-------- Text block

The invention aims to provide a charged particle beam irradiation apparatus capable of increasing the width in a depth direction of a Bragg peak to be formed, by means of a simple construction.
Therefore, according to the invention, a Bragg peak enlarging device for increasing the width in a depth direction of a Bragg peak formed by a charged particle beam scanned by a charged particle beam scanning device is provided with a first filter member and a second filter member which are disposed in order in an advancing direction of the charged particle beam and each of which has at least one thick-walled portion in a direction intersecting the advancing direction. The first filter member and the second filter member are disposed with their respective thick-walled portions intersecting mutually in the advancing direction of the charged particle beam.
Since the first filter member and the second filter member are disposed with their respective thick-walled portions intersecting mutually in the advancing direction of the charged particle beam, a plurality of charge particle beam components having different energies can be obtained by means of a simple structure. It is possible to increase to a further extent the width in a depth direction of a Bragg peak formed in the body of a patient by irradiation with a charged particle beam having such charge particle beam components. Such an increase in the width of the Bragg peak leads to a reduction in treatment time. In addition, in the case where a ridge filter is used, the ridge filter can be easily manufactured.

----------------

* [Assignment 1]: In the passage on the Bragg peak enlarging device, list every benefit that its final paragraph says results from arranging the filter members with their thick-walled portions intersecting.
* [Assignment 2]: According to the passage on the Bragg peak enlarging device, how are the thick-walled portions of the first and second filter members positioned relative to each other?
* [Assignment 3]: Write the next part of the passage on the Bragg peak enlarging device, continuing from its last sentence.

-------- Data supplied

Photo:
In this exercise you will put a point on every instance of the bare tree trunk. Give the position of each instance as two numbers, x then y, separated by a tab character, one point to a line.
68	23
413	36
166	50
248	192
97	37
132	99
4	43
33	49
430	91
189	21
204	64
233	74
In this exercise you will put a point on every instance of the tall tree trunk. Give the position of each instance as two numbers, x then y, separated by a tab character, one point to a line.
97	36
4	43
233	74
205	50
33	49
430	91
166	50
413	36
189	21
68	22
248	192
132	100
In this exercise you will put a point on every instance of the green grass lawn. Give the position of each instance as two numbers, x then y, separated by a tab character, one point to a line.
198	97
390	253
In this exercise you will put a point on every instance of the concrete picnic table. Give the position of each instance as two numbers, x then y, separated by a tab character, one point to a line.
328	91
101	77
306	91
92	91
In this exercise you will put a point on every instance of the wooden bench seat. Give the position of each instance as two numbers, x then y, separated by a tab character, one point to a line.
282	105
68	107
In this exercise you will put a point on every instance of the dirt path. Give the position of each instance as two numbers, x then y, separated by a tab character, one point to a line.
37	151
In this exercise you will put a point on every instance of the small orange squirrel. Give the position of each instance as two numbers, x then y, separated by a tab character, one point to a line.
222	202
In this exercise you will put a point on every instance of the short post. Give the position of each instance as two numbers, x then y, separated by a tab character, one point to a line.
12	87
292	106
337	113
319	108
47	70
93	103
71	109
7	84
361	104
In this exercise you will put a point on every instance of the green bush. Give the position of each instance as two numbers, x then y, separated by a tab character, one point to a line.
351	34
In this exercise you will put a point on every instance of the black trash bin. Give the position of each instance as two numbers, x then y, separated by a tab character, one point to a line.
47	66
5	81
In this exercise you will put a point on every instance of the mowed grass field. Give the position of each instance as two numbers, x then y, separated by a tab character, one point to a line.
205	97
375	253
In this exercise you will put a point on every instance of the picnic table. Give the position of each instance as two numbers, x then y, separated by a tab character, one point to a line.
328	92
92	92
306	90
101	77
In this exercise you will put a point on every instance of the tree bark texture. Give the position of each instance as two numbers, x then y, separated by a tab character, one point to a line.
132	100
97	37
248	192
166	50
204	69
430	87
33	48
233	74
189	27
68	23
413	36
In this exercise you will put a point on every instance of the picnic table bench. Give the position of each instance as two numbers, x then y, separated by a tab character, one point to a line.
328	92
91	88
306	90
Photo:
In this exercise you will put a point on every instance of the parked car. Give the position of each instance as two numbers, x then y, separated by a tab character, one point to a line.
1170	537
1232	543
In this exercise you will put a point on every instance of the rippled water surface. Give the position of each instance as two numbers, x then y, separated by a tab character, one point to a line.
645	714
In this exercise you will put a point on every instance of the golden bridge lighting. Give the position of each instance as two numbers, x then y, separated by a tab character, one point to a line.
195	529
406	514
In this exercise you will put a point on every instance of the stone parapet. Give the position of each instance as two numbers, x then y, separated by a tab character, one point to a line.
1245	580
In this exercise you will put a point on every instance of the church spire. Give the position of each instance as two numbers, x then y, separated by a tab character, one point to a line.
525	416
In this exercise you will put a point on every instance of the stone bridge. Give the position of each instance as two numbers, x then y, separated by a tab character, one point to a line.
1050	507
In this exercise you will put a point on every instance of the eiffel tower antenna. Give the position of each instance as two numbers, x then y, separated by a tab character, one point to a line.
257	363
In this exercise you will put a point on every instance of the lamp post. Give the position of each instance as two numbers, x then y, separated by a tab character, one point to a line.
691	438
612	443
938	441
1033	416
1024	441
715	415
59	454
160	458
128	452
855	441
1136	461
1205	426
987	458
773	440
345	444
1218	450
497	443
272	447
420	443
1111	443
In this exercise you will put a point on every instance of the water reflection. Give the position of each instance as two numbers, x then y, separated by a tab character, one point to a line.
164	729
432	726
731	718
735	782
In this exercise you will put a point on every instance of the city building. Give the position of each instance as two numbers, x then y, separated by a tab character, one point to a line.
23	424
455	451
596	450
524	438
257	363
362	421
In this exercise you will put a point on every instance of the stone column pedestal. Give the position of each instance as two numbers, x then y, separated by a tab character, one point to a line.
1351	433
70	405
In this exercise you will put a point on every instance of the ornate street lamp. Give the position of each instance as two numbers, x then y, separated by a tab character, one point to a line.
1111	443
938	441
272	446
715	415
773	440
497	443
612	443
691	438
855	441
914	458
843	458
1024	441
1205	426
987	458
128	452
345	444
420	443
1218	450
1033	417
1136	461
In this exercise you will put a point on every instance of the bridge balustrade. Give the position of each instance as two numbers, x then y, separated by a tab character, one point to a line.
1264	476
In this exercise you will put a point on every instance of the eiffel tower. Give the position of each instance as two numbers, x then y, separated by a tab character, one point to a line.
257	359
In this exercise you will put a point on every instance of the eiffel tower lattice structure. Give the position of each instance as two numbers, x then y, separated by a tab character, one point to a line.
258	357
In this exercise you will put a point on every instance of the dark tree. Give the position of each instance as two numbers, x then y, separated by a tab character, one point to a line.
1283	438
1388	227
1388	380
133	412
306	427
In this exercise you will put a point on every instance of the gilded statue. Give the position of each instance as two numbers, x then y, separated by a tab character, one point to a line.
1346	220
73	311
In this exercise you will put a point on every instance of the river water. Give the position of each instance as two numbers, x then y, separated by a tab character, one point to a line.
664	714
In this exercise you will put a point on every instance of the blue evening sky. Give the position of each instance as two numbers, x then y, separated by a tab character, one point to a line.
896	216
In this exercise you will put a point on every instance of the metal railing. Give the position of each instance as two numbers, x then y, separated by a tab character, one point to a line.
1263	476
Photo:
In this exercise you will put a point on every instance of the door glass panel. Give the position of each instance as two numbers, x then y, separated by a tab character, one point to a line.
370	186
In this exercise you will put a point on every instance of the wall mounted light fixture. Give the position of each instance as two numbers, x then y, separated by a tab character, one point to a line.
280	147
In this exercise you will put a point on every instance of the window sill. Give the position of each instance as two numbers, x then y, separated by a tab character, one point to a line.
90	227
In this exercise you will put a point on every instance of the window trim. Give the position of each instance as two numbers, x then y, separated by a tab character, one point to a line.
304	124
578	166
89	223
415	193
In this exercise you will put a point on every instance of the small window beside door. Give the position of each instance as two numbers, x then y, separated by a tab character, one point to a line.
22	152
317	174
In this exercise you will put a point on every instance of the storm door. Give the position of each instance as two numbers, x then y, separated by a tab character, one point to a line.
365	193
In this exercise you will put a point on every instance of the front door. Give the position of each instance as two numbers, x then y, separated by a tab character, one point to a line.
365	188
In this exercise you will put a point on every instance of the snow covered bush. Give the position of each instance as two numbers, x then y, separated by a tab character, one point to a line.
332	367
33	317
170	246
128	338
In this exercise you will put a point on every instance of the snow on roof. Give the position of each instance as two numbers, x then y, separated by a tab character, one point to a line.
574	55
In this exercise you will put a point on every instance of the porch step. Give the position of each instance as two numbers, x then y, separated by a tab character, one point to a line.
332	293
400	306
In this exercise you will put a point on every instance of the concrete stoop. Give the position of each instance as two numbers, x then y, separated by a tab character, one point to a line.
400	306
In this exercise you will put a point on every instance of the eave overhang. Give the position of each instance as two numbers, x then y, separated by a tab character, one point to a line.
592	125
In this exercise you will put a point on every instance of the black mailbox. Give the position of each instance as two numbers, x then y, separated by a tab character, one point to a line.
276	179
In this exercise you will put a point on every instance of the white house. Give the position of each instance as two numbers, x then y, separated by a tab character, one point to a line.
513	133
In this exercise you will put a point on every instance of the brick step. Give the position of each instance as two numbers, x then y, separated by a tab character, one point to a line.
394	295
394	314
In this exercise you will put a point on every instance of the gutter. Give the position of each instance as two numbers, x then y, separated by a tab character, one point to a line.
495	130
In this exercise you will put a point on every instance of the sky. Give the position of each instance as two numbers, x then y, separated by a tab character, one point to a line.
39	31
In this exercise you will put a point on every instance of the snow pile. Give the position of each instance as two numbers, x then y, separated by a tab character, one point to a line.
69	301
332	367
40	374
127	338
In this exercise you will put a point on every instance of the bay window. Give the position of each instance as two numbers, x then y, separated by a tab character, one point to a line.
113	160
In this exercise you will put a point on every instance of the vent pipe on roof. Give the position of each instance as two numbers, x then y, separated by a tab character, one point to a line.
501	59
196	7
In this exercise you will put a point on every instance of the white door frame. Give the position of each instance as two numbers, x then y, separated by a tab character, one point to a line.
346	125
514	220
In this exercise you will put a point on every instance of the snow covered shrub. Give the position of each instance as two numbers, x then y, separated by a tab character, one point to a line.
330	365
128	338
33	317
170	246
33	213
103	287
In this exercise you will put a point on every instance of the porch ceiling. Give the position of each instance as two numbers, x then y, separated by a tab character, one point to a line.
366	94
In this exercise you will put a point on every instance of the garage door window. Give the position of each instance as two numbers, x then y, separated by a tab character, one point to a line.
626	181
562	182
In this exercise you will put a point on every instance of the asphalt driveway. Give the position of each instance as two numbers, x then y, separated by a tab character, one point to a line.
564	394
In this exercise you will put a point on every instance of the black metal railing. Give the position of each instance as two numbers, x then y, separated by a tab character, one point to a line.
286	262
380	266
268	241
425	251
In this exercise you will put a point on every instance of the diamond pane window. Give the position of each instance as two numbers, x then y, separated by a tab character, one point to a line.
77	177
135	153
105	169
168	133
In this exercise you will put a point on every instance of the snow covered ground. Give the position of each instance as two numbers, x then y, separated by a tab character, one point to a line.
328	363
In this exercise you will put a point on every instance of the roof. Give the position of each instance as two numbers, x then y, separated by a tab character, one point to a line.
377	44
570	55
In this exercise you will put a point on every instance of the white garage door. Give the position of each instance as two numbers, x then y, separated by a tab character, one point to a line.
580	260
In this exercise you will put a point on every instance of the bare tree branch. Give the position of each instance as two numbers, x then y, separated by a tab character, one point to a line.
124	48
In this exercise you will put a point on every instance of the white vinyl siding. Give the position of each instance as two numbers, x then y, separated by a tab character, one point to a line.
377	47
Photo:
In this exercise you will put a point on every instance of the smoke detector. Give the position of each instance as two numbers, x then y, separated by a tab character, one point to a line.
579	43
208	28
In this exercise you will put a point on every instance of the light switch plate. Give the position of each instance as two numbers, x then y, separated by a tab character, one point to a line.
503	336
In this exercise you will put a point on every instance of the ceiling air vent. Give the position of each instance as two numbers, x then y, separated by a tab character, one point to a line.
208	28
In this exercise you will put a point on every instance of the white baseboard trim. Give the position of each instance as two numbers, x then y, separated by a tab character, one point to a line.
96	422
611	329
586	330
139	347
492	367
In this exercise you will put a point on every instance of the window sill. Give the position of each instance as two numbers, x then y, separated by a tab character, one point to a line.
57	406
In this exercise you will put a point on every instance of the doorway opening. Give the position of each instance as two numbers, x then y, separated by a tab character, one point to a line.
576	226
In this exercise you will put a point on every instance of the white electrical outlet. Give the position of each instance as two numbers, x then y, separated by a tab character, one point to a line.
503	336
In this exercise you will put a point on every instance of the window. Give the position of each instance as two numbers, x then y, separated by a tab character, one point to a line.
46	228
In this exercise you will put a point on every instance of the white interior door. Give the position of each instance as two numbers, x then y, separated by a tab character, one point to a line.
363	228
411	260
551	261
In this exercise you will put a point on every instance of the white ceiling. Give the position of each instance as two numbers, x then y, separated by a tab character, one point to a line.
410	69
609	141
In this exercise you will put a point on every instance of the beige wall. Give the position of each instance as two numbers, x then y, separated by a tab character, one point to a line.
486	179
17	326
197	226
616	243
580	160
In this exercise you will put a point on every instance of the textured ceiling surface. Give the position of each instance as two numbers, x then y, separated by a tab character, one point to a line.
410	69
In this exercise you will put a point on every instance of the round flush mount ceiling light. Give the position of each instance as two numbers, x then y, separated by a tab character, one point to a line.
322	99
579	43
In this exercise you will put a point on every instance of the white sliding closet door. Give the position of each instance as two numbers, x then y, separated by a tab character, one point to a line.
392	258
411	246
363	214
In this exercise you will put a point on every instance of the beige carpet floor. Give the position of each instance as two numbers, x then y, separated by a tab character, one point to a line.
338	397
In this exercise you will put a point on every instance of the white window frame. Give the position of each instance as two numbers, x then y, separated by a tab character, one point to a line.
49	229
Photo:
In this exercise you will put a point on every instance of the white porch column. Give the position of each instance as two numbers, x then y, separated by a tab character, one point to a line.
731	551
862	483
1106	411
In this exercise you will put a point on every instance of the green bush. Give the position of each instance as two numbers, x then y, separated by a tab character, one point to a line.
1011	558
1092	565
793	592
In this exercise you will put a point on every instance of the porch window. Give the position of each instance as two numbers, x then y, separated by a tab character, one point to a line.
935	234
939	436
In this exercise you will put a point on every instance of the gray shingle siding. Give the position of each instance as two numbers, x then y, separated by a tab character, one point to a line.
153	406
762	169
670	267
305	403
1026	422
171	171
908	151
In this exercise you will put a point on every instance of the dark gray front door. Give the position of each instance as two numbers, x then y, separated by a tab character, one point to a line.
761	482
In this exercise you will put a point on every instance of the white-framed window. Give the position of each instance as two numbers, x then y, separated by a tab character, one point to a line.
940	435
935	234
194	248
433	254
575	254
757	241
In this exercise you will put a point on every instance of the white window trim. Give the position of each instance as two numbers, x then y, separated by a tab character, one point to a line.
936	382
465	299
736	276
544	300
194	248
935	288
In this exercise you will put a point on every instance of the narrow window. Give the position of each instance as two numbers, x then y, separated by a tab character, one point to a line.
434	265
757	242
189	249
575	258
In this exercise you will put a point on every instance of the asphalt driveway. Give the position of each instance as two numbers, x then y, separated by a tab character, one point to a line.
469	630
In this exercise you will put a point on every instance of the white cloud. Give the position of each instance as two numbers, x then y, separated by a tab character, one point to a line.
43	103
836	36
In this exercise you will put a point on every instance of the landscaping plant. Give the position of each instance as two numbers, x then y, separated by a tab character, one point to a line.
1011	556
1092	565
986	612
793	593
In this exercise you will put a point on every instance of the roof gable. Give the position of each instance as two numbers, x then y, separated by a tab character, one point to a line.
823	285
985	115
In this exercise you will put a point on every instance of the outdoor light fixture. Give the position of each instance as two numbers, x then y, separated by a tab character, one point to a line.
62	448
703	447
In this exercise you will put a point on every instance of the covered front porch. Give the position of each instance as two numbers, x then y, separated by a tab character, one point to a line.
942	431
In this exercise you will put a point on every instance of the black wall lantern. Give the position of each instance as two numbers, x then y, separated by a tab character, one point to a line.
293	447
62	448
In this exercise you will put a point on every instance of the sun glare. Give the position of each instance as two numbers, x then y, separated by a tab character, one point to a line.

----------------

* [Answer space 1]:
- A plurality of charged particle beam components with different energies can be obtained by means of a simple structure.
- The width in a depth direction of the Bragg peak formed in the patient's body can be increased to a further extent.
- Treatment time is reduced.
- Where a ridge filter is used, the ridge filter can be easily manufactured.

* [Answer space 2]: They intersect mutually in the advancing direction of the charged particle beam.

* [Answer space 3]:
A first filter member and a second filter member which is provided with a thick-walled portion different in thickness in the advancing direction of a charged particle beam from the thickness of the thick-walled portion of the first filter member may be disposed with their respective thick-walled portions partly intersecting mutually in the advancing direction of the charged particle beam. In this case as well, the width in the depth direction of a Bragg peak to be formed can be increased by the above-described simple structure. In particular, the respective thick-walled portions of the first filter member and the second filter member are made mutually different in thickness in the advancing direction of the charged particle beam, and the first filter member and the second filter member are disposed with their respective thick-walled portions partly intersecting mutually in the advancing direction of the charged particle beam. Accordingly, it is possible to obtain charged particle beam components having different energies by a number larger than the number of the thick-walled portions different in thickness in the advancing direction of the charged particle beam. Accordingly, it is possible to obtain far more ion beam components having different energies by means of a simple construction in which fewer members are disposed in the advancing direction of the charged particle beam, whereby it is possible to increase the width of a Bragg peak in the depth direction.
Preferably, in the case where an affected part is divided into a plurality of irradiation target layers in its depth direction and a charged particle beam is irradiated onto each of the irradiation target layers by using a charged particle beam deflecting device or a charged particle beam enlarging device, an increase in the width of the Bragg peak can increase the thickness of each of the irradiation target layers and can decrease the number of energies to be changed.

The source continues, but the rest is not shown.